• [TASK INSTRUCTIONS] Retype everything in the listing below, from the line containing "task | one point per instance, each pair like [342, 311]" down to the line containing "[1059, 846]". Include both of those lines and leave every character unchanged.
:::::
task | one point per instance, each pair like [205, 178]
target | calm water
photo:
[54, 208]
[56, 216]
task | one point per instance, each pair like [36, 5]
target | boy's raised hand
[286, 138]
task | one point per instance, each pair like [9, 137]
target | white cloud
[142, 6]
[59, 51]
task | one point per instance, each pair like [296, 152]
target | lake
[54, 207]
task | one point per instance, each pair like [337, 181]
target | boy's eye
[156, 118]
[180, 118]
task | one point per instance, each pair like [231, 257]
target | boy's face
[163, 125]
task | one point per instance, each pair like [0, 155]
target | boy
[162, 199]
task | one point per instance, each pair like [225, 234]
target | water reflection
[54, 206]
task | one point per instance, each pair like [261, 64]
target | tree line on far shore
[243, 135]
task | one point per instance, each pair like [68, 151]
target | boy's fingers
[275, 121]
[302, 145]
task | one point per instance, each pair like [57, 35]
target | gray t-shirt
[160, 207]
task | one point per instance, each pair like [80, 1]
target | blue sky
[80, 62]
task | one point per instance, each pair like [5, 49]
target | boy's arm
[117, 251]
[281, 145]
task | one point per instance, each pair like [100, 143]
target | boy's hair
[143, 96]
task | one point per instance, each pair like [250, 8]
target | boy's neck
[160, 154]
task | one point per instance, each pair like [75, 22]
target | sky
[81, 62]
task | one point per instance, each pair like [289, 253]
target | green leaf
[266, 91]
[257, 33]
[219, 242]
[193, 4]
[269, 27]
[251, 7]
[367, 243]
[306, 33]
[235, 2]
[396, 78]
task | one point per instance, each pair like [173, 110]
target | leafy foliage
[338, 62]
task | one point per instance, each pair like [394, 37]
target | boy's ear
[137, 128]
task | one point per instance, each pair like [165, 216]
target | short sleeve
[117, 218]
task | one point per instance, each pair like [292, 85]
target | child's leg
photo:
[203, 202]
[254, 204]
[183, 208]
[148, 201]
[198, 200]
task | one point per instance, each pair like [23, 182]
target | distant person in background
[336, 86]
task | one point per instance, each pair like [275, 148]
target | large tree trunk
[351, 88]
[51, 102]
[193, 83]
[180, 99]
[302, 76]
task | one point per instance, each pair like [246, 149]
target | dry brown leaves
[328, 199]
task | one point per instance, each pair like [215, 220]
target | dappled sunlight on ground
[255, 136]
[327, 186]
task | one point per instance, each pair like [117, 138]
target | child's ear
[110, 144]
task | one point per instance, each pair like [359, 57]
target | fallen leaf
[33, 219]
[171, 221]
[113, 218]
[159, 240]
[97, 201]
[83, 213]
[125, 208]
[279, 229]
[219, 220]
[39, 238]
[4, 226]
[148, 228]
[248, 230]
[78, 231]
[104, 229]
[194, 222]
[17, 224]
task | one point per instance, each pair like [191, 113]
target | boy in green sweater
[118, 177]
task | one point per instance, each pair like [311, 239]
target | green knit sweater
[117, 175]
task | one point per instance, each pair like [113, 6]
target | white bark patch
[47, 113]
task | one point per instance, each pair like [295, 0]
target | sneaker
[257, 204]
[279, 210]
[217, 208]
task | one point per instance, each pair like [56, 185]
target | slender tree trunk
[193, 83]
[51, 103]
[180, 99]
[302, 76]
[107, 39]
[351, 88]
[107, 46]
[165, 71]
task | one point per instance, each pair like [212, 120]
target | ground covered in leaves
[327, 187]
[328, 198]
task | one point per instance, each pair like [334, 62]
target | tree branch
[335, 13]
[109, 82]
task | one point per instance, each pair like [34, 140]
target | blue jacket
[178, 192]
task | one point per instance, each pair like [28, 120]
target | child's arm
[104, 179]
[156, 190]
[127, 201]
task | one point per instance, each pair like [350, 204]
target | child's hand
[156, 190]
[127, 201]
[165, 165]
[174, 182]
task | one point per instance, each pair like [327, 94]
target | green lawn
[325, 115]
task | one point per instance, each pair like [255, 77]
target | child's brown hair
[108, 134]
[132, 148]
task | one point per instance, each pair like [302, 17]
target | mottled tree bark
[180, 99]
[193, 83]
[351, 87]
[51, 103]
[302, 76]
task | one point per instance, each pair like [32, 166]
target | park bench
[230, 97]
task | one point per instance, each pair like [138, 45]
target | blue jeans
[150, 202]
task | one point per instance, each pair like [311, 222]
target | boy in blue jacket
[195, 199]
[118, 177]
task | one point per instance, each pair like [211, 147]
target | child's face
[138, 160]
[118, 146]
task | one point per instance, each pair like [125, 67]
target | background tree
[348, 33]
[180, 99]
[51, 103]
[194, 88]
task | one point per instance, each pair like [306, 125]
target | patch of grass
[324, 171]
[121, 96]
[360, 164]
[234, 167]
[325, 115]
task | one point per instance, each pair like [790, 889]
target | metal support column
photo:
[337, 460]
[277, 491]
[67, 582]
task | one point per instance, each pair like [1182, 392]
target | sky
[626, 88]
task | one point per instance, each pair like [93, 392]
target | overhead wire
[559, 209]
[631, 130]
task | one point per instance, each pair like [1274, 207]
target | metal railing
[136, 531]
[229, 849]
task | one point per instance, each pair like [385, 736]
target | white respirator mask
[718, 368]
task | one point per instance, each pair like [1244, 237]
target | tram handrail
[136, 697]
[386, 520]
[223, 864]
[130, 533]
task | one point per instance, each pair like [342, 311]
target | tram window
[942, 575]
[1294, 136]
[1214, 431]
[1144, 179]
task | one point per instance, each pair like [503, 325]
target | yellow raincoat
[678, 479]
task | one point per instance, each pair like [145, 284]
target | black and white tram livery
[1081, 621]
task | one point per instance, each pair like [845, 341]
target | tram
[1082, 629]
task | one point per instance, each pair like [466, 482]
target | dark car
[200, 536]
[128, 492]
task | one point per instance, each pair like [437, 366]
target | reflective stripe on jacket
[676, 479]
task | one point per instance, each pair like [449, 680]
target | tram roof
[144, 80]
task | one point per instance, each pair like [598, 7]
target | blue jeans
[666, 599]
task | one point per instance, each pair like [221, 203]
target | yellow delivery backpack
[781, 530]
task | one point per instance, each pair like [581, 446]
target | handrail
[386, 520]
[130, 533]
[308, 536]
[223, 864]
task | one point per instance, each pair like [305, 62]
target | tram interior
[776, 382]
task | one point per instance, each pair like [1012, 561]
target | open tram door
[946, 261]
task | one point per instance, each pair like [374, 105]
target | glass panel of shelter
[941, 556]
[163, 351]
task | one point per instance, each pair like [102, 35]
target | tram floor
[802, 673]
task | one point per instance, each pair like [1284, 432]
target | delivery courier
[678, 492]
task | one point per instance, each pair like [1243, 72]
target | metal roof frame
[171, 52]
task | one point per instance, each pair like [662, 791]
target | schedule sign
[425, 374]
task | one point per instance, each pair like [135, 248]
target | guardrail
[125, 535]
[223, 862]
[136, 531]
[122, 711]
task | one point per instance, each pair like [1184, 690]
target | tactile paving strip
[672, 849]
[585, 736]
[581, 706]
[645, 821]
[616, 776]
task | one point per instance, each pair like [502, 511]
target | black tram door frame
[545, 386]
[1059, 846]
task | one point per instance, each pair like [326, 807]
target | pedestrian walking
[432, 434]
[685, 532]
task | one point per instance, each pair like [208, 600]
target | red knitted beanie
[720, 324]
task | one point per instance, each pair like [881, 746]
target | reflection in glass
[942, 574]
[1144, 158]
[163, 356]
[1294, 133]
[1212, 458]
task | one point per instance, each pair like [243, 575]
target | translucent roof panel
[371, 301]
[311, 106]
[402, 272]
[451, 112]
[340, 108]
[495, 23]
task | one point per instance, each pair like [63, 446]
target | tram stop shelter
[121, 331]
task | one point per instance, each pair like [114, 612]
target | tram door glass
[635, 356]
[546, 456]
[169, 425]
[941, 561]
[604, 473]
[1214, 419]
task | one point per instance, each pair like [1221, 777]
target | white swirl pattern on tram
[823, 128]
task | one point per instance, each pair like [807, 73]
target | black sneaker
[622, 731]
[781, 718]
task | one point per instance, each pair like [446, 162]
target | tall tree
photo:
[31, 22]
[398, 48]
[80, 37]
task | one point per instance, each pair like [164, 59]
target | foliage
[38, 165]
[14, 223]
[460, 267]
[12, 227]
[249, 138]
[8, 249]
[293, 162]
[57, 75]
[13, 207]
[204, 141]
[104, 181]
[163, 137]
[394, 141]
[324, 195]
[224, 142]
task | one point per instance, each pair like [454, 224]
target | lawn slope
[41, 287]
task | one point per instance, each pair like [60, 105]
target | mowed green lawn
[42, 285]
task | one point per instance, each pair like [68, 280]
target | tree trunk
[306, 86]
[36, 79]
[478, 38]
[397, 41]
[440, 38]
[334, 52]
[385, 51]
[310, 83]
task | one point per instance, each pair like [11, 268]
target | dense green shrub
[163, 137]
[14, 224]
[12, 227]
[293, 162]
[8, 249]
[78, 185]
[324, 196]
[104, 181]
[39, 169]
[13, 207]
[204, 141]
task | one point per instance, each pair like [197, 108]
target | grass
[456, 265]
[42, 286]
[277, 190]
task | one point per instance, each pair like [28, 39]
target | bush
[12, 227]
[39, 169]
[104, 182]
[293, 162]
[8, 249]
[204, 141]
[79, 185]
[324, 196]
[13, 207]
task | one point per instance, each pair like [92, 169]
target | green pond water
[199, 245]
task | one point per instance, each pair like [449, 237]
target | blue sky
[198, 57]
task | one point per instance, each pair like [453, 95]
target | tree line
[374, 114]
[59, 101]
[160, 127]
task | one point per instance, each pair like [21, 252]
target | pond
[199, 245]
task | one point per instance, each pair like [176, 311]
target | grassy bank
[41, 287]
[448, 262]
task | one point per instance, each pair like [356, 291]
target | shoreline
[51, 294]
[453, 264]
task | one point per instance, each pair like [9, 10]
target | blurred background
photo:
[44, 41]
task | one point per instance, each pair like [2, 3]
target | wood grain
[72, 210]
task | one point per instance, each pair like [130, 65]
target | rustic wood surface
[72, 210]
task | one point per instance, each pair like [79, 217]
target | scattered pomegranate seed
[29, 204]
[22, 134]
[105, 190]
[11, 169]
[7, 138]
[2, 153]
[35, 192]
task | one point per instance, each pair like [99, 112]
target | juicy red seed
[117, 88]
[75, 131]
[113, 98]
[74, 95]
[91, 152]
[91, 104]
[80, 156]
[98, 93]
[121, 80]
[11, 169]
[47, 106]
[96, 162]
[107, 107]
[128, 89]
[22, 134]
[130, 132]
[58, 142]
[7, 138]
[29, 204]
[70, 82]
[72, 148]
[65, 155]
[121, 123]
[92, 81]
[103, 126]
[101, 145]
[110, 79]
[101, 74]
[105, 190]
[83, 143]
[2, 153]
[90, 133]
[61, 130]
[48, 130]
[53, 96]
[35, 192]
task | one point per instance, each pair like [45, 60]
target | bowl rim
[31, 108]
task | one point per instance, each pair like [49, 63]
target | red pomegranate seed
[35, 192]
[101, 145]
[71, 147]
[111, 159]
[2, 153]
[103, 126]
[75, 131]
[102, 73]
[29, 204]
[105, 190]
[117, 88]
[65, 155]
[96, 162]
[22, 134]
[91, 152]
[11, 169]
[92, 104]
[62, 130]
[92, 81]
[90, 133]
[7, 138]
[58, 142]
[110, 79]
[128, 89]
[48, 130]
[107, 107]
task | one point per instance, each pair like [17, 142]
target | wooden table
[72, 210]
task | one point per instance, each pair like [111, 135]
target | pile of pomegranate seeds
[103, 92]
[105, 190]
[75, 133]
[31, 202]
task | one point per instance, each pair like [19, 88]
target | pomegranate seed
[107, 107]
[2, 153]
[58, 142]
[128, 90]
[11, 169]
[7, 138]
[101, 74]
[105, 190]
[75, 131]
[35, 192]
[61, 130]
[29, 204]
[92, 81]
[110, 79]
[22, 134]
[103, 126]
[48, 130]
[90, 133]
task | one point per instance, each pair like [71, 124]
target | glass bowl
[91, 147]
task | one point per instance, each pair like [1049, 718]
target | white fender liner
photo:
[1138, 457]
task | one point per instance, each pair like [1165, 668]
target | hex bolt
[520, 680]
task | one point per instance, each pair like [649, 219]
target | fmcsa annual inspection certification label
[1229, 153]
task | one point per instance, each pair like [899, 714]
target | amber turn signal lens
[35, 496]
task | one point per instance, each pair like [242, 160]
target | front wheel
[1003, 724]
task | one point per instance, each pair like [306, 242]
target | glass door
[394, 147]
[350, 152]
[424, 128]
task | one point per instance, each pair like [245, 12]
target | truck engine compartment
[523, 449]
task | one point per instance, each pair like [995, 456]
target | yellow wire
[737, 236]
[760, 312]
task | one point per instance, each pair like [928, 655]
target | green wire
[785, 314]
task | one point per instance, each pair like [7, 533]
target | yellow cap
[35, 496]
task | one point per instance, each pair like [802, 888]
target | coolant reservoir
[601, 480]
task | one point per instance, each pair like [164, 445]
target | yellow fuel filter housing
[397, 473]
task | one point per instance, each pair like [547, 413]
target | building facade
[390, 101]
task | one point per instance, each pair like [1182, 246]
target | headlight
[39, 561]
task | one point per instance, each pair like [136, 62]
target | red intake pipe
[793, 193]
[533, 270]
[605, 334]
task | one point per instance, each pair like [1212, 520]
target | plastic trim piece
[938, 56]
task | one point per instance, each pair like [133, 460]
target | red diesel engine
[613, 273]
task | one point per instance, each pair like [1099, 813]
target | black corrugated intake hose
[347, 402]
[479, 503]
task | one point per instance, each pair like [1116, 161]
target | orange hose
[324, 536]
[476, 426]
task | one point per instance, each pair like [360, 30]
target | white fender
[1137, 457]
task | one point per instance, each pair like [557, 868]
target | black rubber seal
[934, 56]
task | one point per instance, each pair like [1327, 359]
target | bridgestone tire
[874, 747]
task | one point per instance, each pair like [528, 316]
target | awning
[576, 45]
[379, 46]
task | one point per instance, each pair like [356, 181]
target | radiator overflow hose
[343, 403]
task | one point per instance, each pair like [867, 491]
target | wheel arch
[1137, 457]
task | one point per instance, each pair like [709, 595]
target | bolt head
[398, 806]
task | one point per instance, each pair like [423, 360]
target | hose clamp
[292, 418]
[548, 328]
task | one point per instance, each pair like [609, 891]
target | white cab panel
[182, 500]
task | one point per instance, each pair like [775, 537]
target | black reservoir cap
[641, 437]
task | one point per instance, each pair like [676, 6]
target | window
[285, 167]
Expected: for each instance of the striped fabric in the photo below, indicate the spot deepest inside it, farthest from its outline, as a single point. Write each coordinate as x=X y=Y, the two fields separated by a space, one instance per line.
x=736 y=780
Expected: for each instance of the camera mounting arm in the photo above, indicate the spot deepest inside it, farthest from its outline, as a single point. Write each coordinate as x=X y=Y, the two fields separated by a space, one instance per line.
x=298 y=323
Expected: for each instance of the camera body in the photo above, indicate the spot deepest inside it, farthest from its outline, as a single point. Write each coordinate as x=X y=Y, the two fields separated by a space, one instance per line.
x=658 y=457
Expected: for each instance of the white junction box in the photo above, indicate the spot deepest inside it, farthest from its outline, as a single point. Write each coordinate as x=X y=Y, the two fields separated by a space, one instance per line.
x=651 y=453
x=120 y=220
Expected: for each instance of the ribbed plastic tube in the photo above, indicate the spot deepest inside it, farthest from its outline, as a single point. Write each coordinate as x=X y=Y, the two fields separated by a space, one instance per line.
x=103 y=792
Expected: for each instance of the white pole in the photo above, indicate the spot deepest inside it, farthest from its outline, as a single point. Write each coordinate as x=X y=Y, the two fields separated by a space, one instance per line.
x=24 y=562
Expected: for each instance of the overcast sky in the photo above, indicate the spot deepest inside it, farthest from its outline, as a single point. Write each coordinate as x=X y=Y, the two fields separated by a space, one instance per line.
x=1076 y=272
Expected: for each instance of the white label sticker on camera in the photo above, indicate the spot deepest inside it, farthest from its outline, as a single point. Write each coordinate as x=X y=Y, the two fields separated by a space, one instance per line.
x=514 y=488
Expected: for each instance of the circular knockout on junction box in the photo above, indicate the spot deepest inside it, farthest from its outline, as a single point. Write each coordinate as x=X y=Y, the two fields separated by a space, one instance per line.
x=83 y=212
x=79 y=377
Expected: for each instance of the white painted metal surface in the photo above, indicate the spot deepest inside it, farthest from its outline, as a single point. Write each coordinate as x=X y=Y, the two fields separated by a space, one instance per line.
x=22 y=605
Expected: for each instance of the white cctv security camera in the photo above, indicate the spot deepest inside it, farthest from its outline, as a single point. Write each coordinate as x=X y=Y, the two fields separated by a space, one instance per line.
:::::
• [SOLUTION TO THIS EXERCISE]
task | one point per instance, each pair like [342, 311]
target | tram window
[942, 575]
[1294, 136]
[1214, 431]
[1144, 179]
task | one point per instance, each pair like [503, 325]
target | yellow raincoat
[678, 479]
task | one point per instance, each pair like [145, 284]
target | black and white tram livery
[1081, 621]
task | one point per instance, each pair like [845, 341]
target | tram
[1082, 629]
task | one point per instance, each pair like [466, 482]
target | dark car
[200, 536]
[128, 492]
task | one point per instance, each pair like [437, 366]
target | reflective stripe on jacket
[676, 479]
task | one point per instance, each pair like [449, 680]
target | tram roof
[144, 80]
task | one point per instance, each pair like [598, 7]
target | blue jeans
[666, 599]
task | one point per instance, each pair like [221, 203]
target | yellow delivery backpack
[781, 530]
task | one point per instance, each pair like [581, 446]
target | handrail
[386, 520]
[130, 533]
[308, 536]
[223, 864]
task | one point per instance, each pair like [305, 62]
target | tram interior
[776, 382]
task | one point per instance, each pair like [1012, 561]
target | open tram door
[946, 261]
task | one point per instance, each pair like [374, 105]
target | glass panel of shelter
[941, 556]
[163, 351]
task | one point per instance, each pair like [102, 35]
target | tram floor
[802, 673]
task | one point per instance, each pair like [1284, 432]
target | delivery courier
[678, 492]
task | one point per instance, each pair like [1243, 72]
target | metal roof frame
[171, 52]
task | one point per instance, each pair like [662, 791]
target | schedule sign
[425, 374]
task | one point per instance, each pair like [135, 248]
target | guardrail
[125, 535]
[223, 862]
[136, 531]
[122, 711]
task | one point per instance, each pair like [1184, 690]
target | tactile paving strip
[672, 849]
[585, 736]
[581, 706]
[645, 821]
[616, 776]
task | one point per instance, each pair like [502, 511]
target | black tram door frame
[545, 386]
[1059, 846]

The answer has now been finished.